Coordinate annotation records
····················

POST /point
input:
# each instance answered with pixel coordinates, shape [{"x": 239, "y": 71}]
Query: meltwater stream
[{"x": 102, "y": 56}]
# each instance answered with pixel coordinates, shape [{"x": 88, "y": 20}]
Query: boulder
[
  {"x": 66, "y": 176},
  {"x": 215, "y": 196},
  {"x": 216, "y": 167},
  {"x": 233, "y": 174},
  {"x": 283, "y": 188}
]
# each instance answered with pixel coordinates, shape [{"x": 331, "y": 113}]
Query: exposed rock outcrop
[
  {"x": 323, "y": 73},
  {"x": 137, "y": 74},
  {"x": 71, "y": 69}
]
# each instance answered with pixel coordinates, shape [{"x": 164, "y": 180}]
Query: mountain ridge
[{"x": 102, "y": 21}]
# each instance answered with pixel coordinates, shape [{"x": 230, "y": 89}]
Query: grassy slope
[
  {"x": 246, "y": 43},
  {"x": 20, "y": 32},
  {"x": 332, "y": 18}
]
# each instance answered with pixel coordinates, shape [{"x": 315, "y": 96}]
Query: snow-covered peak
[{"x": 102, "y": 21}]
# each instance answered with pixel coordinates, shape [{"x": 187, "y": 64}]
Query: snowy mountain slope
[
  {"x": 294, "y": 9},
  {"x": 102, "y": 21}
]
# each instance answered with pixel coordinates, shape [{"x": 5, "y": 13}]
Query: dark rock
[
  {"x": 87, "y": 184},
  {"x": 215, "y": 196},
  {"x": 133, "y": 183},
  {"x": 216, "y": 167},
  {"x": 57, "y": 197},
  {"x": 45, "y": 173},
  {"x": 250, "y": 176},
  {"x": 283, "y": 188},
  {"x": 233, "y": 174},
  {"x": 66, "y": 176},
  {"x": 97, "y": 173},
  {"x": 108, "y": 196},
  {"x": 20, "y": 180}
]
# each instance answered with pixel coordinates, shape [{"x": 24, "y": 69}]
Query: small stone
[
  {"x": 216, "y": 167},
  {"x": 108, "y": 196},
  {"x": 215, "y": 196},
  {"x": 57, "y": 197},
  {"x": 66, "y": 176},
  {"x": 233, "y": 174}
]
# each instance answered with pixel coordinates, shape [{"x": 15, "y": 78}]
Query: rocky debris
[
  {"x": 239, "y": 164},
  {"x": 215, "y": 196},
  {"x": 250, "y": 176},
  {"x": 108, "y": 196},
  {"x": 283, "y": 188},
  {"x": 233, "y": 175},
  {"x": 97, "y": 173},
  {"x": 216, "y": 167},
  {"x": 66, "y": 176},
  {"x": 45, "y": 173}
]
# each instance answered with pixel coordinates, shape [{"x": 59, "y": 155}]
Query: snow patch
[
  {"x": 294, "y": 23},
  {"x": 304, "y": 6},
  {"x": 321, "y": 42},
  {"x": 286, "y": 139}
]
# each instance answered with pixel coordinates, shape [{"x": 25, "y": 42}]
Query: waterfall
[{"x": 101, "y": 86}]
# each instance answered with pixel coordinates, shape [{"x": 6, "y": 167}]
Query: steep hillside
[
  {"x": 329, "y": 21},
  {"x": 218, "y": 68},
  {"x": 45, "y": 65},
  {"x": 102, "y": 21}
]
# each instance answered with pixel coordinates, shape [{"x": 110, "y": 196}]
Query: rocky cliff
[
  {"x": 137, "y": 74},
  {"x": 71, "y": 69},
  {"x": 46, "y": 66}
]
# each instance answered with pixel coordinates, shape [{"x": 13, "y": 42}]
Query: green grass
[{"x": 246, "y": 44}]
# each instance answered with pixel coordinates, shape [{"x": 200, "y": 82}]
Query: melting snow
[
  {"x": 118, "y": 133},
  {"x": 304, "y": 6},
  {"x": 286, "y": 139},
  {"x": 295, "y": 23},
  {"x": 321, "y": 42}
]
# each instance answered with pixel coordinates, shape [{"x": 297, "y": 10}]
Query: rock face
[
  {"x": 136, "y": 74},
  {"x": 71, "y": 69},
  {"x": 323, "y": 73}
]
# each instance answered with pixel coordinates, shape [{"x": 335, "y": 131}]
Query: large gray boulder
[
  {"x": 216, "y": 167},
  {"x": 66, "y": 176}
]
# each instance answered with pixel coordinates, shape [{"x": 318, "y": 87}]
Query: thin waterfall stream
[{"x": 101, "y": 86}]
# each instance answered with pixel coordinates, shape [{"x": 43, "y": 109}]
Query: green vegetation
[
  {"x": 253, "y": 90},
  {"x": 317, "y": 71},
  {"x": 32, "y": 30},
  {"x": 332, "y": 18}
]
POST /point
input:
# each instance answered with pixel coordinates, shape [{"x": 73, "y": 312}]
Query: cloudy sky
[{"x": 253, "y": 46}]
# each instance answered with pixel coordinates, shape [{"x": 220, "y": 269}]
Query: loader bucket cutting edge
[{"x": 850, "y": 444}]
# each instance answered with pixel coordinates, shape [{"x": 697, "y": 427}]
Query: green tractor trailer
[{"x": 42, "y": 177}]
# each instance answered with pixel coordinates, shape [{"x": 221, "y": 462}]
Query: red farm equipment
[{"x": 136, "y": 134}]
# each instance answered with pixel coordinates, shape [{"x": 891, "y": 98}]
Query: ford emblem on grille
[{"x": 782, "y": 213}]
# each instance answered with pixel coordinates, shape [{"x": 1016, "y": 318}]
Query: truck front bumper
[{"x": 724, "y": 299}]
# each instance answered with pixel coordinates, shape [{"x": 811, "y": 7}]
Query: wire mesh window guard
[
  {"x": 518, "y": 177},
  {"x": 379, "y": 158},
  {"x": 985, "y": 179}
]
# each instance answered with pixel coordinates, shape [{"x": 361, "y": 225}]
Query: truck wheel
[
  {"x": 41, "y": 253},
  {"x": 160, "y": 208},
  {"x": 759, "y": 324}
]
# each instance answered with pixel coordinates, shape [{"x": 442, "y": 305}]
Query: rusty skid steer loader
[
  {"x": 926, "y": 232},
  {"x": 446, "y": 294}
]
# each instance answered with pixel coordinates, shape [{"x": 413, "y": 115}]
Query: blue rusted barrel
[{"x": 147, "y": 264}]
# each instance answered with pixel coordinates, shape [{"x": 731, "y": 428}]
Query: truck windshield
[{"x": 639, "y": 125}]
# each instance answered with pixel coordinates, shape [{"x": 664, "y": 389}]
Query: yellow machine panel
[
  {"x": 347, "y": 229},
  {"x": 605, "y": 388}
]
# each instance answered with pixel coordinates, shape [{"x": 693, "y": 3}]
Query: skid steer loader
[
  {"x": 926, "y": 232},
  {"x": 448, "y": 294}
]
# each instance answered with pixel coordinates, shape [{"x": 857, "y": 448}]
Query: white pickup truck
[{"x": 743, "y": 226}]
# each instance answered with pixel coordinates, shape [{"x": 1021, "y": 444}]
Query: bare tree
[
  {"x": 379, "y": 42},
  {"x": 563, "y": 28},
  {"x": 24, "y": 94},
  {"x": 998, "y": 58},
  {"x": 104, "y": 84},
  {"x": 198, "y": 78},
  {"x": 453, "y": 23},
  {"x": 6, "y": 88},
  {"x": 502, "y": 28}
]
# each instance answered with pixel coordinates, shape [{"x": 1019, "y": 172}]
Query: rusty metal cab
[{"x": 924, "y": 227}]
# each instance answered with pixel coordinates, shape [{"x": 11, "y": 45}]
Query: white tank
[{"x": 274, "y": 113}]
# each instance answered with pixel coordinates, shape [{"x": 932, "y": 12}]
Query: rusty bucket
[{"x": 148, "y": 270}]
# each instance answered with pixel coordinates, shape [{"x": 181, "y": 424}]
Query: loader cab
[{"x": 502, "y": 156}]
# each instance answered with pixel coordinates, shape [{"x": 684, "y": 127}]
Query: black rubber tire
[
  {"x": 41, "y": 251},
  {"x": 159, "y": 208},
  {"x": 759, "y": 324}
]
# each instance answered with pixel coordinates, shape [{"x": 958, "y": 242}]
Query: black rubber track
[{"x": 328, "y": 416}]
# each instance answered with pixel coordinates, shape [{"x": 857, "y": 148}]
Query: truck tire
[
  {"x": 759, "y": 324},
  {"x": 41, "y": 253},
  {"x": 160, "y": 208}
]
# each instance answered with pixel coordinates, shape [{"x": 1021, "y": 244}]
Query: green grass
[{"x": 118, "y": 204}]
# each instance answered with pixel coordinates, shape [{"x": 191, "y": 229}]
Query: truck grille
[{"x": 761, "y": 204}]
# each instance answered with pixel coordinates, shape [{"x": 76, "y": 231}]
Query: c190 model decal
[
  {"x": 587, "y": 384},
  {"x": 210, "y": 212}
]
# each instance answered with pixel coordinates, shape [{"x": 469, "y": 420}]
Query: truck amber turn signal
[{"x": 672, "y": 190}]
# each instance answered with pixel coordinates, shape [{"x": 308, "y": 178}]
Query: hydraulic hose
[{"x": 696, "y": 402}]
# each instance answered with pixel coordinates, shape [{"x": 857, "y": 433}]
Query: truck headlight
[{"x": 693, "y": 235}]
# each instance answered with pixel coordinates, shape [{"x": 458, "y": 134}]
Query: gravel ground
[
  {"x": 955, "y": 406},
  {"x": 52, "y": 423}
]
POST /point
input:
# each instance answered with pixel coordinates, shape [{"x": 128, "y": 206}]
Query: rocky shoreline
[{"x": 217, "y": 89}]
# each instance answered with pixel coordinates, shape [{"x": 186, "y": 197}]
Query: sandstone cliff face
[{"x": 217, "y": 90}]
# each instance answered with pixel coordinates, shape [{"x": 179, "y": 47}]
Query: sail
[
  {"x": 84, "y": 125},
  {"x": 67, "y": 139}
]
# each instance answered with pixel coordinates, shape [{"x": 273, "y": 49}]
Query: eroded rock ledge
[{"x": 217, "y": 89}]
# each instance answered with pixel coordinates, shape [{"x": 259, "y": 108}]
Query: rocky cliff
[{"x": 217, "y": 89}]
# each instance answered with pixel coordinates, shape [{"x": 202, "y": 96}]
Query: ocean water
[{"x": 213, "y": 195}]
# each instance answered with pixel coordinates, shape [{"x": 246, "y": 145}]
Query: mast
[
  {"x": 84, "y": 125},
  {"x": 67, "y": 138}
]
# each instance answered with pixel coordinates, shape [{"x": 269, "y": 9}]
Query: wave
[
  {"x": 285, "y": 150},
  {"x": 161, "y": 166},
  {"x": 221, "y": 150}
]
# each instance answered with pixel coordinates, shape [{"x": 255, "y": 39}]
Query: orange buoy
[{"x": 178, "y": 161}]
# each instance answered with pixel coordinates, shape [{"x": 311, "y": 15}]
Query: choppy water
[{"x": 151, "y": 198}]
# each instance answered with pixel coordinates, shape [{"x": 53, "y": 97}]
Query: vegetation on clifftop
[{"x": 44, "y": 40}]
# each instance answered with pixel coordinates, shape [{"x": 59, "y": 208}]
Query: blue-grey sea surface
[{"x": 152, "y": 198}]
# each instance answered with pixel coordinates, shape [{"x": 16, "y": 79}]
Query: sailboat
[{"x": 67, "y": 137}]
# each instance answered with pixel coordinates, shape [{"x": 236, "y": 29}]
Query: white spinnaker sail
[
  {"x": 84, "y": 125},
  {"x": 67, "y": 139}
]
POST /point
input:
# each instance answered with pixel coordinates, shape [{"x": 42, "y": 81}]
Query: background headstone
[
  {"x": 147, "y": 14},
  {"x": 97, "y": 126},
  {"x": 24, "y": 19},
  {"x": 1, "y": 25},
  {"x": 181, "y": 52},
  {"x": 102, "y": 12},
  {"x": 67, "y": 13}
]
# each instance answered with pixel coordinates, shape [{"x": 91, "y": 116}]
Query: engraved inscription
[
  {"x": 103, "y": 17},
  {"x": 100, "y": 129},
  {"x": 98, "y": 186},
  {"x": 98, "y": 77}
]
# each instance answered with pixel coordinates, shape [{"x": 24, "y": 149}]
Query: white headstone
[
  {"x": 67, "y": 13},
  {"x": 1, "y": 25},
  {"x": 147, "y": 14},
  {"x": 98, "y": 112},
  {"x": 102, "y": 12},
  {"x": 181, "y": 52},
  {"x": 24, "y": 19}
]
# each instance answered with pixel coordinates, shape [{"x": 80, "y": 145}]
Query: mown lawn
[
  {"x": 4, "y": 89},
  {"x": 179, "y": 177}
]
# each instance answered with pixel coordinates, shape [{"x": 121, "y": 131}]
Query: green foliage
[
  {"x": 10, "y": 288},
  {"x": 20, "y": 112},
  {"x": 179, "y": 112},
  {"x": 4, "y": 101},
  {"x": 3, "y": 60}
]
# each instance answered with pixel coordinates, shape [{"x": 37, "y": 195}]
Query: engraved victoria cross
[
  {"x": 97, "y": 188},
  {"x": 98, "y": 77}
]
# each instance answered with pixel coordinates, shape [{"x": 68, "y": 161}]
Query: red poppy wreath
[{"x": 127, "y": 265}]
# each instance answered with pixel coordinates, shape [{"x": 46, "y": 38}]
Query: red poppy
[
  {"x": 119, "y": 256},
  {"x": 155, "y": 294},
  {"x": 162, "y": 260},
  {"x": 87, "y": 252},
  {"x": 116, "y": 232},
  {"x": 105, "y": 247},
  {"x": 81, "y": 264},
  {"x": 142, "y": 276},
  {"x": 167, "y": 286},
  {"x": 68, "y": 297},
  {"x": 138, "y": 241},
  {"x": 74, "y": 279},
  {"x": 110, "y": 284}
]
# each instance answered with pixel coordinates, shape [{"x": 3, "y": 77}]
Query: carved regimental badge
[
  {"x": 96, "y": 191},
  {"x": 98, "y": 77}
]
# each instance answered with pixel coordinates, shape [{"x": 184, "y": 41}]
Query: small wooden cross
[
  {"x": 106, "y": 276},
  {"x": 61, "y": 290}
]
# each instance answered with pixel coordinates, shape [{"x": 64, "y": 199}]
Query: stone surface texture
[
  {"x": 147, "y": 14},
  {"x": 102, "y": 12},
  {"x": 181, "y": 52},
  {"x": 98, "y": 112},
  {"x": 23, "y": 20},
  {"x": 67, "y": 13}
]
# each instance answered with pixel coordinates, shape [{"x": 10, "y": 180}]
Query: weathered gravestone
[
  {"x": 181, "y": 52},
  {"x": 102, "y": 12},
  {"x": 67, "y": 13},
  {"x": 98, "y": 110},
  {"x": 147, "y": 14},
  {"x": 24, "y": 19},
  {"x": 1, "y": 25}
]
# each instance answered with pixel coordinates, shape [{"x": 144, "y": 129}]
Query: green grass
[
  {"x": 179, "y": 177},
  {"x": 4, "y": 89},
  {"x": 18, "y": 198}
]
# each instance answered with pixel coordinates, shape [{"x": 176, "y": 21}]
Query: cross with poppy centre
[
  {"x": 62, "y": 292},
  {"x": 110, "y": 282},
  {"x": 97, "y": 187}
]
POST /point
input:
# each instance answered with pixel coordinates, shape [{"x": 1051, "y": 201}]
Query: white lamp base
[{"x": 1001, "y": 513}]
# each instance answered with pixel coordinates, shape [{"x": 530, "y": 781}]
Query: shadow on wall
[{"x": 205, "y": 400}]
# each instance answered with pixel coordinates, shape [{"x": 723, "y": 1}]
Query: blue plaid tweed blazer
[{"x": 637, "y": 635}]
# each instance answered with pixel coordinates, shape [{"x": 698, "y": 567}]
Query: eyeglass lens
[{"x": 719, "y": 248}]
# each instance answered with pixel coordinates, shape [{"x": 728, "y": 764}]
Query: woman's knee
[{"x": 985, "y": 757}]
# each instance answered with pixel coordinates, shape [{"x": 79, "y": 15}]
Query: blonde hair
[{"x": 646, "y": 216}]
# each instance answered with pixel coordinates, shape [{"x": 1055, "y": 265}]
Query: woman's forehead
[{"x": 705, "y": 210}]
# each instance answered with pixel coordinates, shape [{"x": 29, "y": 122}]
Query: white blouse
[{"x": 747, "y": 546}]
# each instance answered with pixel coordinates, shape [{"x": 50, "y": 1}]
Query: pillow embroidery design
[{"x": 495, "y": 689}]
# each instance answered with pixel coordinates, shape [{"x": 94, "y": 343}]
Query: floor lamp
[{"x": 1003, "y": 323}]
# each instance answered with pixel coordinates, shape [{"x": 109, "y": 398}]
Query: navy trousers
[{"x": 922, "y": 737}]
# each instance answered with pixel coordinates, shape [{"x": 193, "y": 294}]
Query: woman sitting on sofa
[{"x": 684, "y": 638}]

····················

Exercise goal:
Pull out every line of the material above that contains the string "skid", matching case exactly.

Solution:
Query: rusty skid steer loader
Query: skid steer loader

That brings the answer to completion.